**Assigned task:** Copy the data exactly, line for line.

**Input data:**
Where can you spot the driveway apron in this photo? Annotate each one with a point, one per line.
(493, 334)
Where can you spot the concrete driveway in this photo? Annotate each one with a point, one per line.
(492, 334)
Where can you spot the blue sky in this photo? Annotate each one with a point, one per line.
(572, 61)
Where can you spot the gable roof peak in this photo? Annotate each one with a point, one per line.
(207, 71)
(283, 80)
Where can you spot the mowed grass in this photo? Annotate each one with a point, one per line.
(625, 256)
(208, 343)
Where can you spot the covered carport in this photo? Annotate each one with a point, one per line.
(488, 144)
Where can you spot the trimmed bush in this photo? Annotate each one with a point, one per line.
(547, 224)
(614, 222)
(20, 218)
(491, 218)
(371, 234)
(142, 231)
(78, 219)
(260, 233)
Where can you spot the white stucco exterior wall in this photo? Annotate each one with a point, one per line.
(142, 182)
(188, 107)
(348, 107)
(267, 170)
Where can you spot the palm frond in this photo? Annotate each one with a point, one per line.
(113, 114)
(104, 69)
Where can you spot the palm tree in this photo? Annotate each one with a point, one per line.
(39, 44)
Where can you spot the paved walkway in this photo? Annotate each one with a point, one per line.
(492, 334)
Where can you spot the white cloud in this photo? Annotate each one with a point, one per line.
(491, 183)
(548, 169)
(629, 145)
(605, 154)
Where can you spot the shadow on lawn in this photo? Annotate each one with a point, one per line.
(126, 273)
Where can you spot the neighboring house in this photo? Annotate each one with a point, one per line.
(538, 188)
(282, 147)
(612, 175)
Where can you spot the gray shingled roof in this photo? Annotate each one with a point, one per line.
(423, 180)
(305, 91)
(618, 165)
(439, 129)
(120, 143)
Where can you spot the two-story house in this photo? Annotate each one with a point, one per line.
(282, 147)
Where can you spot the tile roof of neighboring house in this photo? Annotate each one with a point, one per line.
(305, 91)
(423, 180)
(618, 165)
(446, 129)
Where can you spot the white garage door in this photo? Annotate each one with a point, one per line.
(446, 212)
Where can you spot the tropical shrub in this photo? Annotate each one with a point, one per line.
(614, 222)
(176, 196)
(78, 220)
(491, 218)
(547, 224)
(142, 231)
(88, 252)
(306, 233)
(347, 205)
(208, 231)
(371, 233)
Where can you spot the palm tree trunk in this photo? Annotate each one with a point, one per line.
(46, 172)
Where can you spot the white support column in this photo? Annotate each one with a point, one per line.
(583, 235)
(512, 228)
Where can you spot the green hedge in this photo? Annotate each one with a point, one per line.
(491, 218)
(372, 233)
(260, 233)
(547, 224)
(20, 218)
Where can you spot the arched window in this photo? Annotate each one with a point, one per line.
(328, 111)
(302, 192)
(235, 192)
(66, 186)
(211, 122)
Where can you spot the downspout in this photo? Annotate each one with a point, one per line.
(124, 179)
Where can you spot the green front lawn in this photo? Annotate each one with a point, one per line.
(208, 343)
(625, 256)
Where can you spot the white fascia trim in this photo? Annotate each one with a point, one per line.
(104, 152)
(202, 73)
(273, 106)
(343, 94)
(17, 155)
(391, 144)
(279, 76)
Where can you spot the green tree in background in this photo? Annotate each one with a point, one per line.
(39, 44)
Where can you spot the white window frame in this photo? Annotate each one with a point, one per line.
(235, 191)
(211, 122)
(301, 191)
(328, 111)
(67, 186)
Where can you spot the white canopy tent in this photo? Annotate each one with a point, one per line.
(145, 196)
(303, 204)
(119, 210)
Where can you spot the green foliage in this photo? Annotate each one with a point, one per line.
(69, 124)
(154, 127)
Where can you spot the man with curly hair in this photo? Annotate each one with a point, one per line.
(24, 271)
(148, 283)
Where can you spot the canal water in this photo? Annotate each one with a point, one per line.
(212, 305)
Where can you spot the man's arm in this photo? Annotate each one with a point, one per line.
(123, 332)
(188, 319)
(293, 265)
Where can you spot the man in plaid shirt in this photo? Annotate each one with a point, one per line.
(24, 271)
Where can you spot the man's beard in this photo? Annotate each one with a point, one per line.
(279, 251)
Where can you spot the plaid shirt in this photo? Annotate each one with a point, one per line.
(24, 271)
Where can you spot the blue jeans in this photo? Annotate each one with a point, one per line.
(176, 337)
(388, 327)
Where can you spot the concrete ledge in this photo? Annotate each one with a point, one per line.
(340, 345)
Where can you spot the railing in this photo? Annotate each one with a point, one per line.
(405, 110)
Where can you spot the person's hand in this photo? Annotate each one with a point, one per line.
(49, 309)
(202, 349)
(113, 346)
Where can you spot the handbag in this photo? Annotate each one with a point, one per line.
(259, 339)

**Exercise response:**
Where can you spot the driveway apron in this photo? Annotate each one with a point, one per line.
(493, 334)
Where can you spot the concrete driveway in this photo? Annotate each one with a point, one per line.
(492, 334)
Where can you spot the blue sky in this photo? Annotate each one with a point, one per line.
(572, 61)
Where can you spot the gable roof peak in this photo? Annotate each one with a point, one per line.
(207, 71)
(283, 80)
Where can you spot the mowed grass in this photo? Annotate each one with a point, one per line.
(625, 256)
(208, 343)
Where can you spot the covered carport in this photo? Annotate each one with a point, one per line.
(488, 144)
Where can you spot the trimmed bush in this photo? Annotate each one with a point, one per line.
(547, 224)
(614, 222)
(20, 218)
(491, 218)
(371, 234)
(142, 231)
(78, 219)
(260, 233)
Where can you spot the white stucco exterior wall in this photo? Annotate each one with a point, one per line.
(142, 182)
(188, 107)
(348, 107)
(267, 170)
Where can you spot the palm frond in this photo? Annotate each one with a point, one per line.
(113, 114)
(104, 69)
Where can you spot the palm tree in this photo? Annotate each one with a point, one per line.
(39, 44)
Where can you spot the paved walkway in this photo? Annotate each one with a point, one per line.
(492, 334)
Where can you spot the white cloud in this photo? Annotate each one with a point, one per line.
(491, 183)
(548, 169)
(629, 145)
(605, 154)
Where can you spot the shadow on lawn in this photo? Annotate each one with a point, one per line.
(126, 273)
Where can you spot the neighboring house in this photo? Annotate each one with a point, one per line.
(538, 188)
(282, 147)
(612, 175)
Where can you spot the gray shingled roof in this photo? Annotate each one with a point, one per line.
(423, 180)
(305, 91)
(618, 165)
(439, 129)
(120, 143)
Where can you spot the two-story house in this photo? Annotate each one with a point, one per line.
(282, 147)
Where can you spot the tile roof of neighboring house in this photo? Annotate each one with a point, one per line.
(305, 91)
(423, 180)
(618, 165)
(446, 129)
Where can you spot the white garage door in this photo? Annotate each one with a point, one per line.
(446, 212)
Where can you spot the tropical shrub in this photo? Annotate each one with a point, one per line.
(614, 222)
(176, 196)
(78, 220)
(491, 218)
(547, 224)
(142, 231)
(88, 252)
(306, 233)
(347, 205)
(208, 231)
(371, 233)
Where can you spot the palm tree trunk in this photo? Annotate each one with a point, one per line.
(46, 172)
Where can you spot the white support column in this photo? Annotate each one with a point, one per line.
(583, 235)
(512, 228)
Where can you spot the green hedge in this photo? Annotate each one with a point, one per line.
(491, 218)
(372, 233)
(260, 233)
(547, 224)
(20, 218)
Where can you spot the arched window in this photo? Annotate each one with a point, one per line.
(328, 111)
(302, 192)
(235, 192)
(66, 186)
(211, 122)
Where can you spot the downspout in this photo? Annotate each one with a point, one per line.
(124, 179)
Where can you spot the green front lawn in this photo? Annotate each one with a point, one per line.
(208, 343)
(625, 256)
Where can you spot the white fascia trim in this photo? Annotate each one with a point, one per line.
(104, 152)
(202, 73)
(273, 106)
(343, 94)
(17, 155)
(391, 144)
(279, 76)
Where can you spot the green tree in background in this photo? Annotate each one with a point, one per line.
(39, 44)
Where can you spot the white window frame in this photo? Annotate each one with a point, one per line.
(235, 191)
(211, 122)
(301, 191)
(328, 111)
(67, 186)
Where can you spot the white canopy tent in this photo? Annotate each one with a point, one per line.
(145, 196)
(303, 204)
(119, 210)
Where can you spot the green foliage in this photo? Annotate each one with a point, one per line.
(69, 124)
(154, 127)
Where can you spot the man with curly hair in this photo? Annotate each one with a point, one per line.
(24, 271)
(148, 283)
Where can you spot the canal water in this photo? Annotate each one with a point, one per line.
(212, 305)
Where can you spot the man's arm in this photo? Annotate each one with a point, one per line.
(123, 332)
(188, 319)
(293, 265)
Where can you spot the man in plaid shirt in this photo? Annotate each one with a point, one per line.
(24, 271)
Where can you spot the man's beard in this photo? Annotate each one with a point, one per line.
(279, 251)
Where can you spot the plaid shirt in this photo? Annotate each one with a point, one per line.
(24, 271)
Where can you spot the blue jeans in this photo? Annotate each one with a point, one per line.
(176, 337)
(388, 327)
Where can you spot the concrete ledge in this photo? Annotate each one with a point, one per line.
(340, 345)
Where can you spot the railing in this photo? Annotate each one with a point, one per line.
(405, 110)
Where can you spot the person's hand in this photo? Annotate each one with a point, one per line.
(49, 309)
(202, 349)
(113, 346)
Where can you spot the handbag in this photo? Annotate each one with a point, one per line.
(259, 339)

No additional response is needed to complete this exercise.